#### Problems and tasks
a) Decide whether each statement below agrees with the deer processing thread, answering yes or no and quoting the exact words of the thread that settle it. (i) Arnold's deer processing is located in Hempstead. (ii) Juniors is across from Carrolls guns. (iii) The poster who recommends Midway Deer Processing has used it for about five years.
b) Reproduce the portion of the deer processing thread that begins with the words containing "## Aggiedan (Feb" and ends with "and link sausage.".
== Selection
So where do Yall take your deer?

EDIT: I dont have the saws and grinders to do it myself, or I would try it.


----------



## Aggiedan (Feb 7, 2005)

*Jr's in Wharton*

Juniors is where I would take it off 59 across from Carrolls guns in Wharton


----------



## hadawife (Aug 5, 2009)

Arnold's deer processing in Hempstead. Jason has made my sausage for the past four years. Very good and is usually ready for pickup within 3 to 4 days after drop off. Very quick turn around. He does jerky, summer sausage, breakfast links, piknik sticks, pan sausage and link sausage.


----------



## Johnny9 (Sep 7, 2005)

Vinceks's in East Bernard 979-335-7921


----------



## DeerSlayer (May 7, 2008)

*Deer Processing*

I use Midway Deer Processing in Katy! I have used them for about 10 years now! They have awesome sausage!!!


----------



## snappy3923 (Jul 26, 2006)
====
== Dataset section
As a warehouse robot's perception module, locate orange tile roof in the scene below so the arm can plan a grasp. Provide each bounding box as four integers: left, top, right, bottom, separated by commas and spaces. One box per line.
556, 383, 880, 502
====
#### Solutions in order
a)
(i) Yes: "Arnold's deer processing in Hempstead."
(ii) Yes: "Juniors is where I would take it off 59 across from Carrolls guns in Wharton"
(iii) No: "I have used them for about 10 years now!"

b)
## Aggiedan (Feb 7, 2005)

*Jr's in Wharton*

Juniors is where I would take it off 59 across from Carrolls guns in Wharton


----------



## hadawife (Aug 5, 2009)

Arnold's deer processing in Hempstead. Jason has made my sausage for the past four years. Very good and is usually ready for pickup within 3 to 4 days after drop off. Very quick turn around. He does jerky, summer sausage, breakfast links, piknik sticks, pan sausage and link sausage.